### Work task
Report only the number of lines in the following entries where the word "deck" occurs.

### Supplied entries
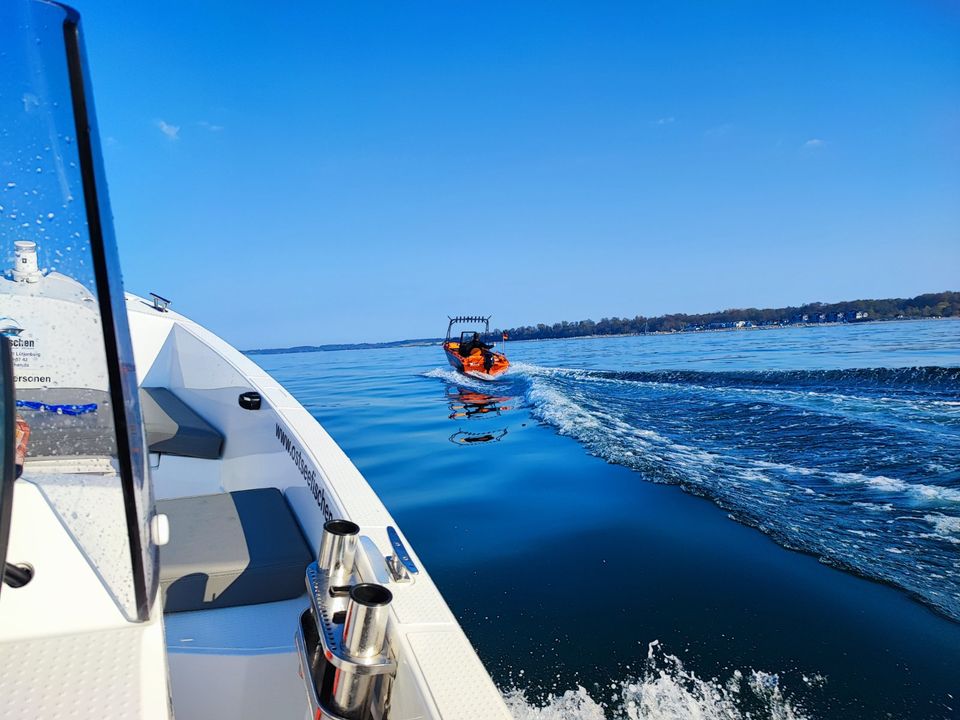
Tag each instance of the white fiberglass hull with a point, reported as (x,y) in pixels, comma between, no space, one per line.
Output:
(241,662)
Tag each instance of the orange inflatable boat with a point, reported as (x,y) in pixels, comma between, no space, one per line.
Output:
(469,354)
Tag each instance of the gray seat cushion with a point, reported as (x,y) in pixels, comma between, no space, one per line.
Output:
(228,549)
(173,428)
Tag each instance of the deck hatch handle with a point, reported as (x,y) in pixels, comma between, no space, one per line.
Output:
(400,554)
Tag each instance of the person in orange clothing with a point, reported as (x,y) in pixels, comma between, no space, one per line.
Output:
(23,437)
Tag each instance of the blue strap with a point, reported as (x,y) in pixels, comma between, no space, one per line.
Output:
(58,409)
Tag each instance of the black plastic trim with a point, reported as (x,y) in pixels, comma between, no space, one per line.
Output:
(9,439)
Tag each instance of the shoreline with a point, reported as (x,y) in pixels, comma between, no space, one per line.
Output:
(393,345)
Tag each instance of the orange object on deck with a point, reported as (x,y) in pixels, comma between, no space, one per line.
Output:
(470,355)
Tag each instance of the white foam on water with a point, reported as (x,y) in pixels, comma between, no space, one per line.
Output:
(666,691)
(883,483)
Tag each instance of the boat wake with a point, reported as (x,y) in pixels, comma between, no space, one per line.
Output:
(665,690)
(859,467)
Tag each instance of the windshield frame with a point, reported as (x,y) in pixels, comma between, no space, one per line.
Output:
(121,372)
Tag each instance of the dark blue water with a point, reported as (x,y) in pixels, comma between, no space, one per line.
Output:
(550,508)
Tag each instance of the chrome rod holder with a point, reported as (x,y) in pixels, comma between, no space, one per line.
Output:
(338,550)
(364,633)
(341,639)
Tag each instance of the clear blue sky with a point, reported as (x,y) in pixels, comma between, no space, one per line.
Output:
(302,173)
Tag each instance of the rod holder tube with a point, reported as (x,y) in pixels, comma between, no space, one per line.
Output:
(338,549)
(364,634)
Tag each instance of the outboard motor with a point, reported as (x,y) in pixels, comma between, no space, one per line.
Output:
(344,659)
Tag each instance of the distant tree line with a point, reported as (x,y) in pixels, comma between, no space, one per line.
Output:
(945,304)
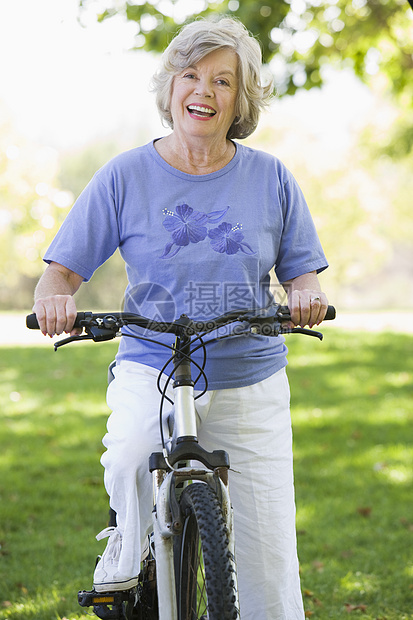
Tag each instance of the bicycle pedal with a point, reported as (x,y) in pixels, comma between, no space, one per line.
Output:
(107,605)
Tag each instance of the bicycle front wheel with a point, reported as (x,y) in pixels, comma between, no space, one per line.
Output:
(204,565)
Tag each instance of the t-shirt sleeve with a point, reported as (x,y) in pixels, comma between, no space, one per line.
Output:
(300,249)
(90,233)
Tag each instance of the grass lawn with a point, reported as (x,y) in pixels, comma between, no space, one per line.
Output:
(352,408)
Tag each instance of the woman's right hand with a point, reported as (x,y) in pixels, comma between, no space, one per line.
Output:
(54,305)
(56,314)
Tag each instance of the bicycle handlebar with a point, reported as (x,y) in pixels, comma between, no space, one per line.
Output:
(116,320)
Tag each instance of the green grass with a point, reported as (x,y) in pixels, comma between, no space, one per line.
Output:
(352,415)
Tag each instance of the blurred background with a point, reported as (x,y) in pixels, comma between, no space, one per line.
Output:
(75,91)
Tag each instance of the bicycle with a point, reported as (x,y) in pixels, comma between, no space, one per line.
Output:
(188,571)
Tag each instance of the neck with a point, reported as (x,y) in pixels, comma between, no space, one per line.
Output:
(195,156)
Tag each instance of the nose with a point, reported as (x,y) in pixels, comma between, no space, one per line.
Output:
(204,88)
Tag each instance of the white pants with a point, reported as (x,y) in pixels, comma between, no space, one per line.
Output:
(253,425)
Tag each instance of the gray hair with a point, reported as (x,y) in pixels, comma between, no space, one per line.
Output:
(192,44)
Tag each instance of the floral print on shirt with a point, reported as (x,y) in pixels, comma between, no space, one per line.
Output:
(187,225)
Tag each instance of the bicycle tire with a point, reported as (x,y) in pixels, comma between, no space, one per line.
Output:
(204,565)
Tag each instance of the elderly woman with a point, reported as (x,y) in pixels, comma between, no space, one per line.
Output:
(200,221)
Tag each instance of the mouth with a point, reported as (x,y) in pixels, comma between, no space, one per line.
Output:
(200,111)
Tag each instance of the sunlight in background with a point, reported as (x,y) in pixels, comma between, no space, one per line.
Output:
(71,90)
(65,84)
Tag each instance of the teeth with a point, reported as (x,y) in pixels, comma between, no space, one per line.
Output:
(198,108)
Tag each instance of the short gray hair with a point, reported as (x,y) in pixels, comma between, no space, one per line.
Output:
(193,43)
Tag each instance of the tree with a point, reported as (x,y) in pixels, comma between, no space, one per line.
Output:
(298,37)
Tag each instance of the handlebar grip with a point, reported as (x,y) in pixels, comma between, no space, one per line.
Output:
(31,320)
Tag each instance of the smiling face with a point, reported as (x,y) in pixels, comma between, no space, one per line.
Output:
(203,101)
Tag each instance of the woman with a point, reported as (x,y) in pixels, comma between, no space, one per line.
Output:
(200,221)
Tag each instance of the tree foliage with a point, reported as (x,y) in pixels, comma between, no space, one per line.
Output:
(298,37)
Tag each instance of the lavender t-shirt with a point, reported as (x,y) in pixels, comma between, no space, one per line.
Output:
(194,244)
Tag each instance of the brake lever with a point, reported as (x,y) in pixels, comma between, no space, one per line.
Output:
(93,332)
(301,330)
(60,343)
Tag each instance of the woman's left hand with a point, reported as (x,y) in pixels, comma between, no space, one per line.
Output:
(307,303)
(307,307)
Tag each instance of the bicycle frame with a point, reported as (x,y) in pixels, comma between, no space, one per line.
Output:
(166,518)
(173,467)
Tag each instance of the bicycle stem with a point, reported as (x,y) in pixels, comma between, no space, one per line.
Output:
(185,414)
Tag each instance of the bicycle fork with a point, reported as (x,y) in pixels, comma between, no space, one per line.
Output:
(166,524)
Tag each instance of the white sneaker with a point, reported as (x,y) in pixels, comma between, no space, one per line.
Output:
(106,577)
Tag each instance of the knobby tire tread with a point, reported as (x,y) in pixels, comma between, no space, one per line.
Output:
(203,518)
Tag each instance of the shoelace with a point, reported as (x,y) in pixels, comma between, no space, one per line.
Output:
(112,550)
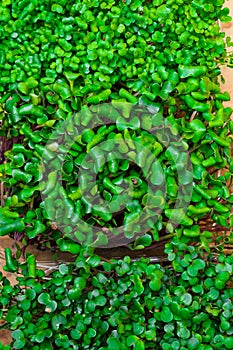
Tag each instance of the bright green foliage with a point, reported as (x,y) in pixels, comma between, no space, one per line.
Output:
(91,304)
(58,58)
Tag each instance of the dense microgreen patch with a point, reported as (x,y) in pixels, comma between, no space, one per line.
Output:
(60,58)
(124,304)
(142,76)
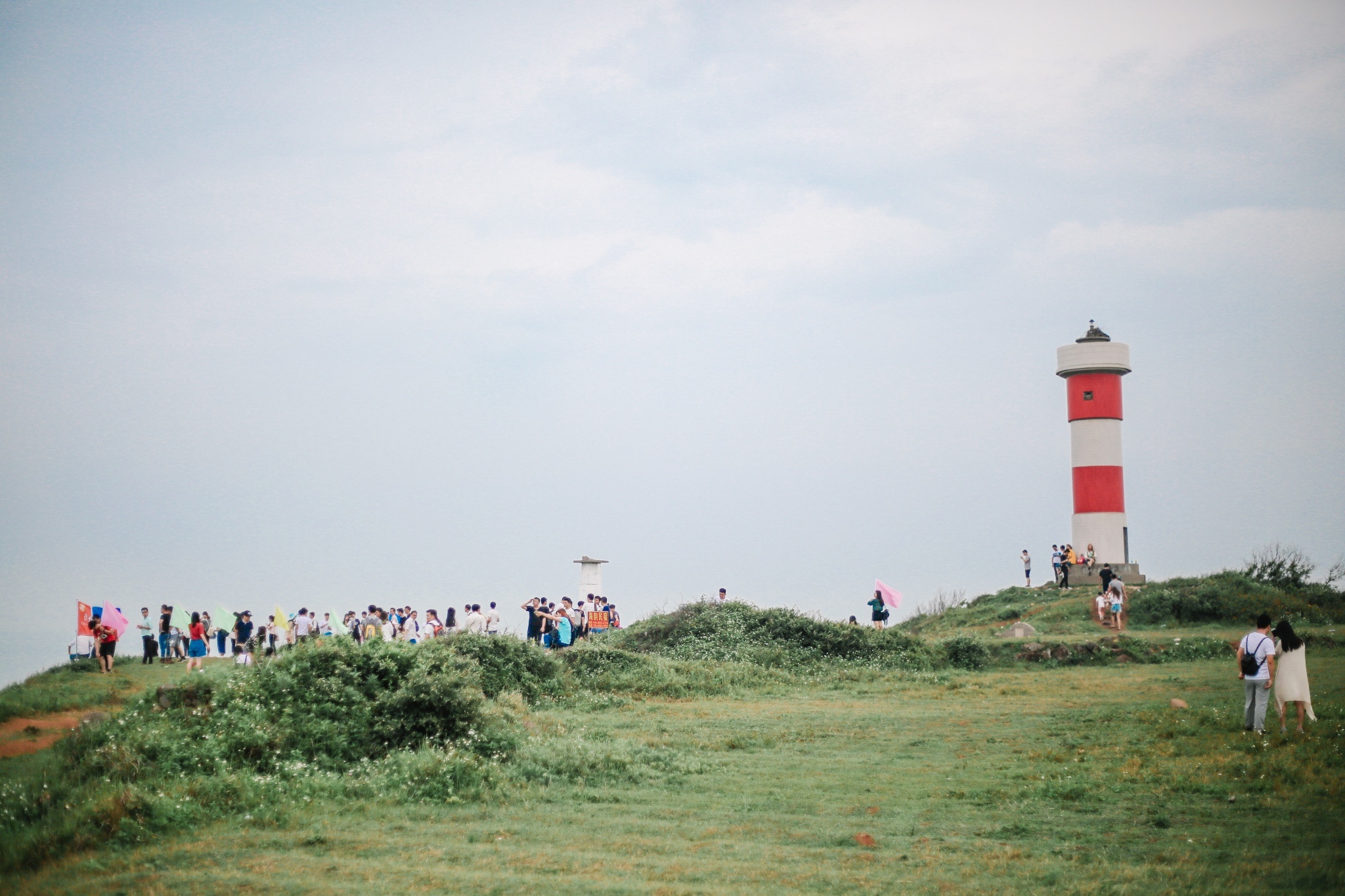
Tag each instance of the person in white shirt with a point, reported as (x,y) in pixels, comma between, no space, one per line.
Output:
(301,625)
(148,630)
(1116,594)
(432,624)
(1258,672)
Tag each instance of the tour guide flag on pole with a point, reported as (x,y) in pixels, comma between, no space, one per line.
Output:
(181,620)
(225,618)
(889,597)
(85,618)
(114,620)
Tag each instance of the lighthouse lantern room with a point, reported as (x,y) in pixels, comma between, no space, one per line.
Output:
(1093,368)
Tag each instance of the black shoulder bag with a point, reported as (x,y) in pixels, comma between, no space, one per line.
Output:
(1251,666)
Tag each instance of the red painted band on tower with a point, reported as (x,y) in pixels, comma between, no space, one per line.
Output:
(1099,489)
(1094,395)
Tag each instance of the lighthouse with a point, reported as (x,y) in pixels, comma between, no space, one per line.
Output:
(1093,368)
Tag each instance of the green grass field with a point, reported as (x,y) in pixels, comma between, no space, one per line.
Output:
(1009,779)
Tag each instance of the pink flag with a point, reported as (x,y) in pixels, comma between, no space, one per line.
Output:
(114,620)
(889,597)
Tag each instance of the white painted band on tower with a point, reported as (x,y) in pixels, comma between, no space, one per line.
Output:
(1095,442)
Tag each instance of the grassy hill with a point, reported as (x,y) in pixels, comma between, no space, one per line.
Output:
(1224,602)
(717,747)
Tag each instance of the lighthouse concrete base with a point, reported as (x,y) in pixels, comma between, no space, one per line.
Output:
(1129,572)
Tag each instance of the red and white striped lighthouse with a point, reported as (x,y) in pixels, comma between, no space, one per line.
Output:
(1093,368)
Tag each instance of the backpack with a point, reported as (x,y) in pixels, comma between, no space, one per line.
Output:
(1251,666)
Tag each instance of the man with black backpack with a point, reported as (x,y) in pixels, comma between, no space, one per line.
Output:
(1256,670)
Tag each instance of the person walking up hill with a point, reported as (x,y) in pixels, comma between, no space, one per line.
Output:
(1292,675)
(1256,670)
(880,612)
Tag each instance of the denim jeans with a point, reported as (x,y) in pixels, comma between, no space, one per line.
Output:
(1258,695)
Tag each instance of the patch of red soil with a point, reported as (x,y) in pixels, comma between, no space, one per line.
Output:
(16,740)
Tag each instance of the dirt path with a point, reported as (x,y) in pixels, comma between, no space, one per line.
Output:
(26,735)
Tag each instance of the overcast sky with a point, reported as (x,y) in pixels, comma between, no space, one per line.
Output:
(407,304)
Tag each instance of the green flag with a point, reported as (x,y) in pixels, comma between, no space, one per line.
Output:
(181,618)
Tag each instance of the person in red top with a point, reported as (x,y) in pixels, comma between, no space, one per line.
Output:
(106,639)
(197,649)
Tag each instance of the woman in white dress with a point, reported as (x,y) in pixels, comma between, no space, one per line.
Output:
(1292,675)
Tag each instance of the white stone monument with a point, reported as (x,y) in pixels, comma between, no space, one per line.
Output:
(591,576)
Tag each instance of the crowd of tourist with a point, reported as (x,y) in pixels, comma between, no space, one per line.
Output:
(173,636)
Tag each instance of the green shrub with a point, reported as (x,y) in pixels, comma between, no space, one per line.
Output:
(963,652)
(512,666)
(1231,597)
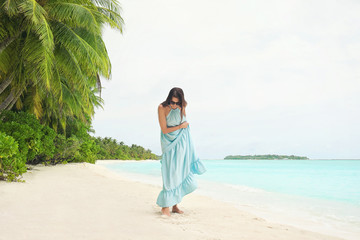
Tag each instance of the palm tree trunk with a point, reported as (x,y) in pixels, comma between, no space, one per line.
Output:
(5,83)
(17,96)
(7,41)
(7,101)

### Your solution
2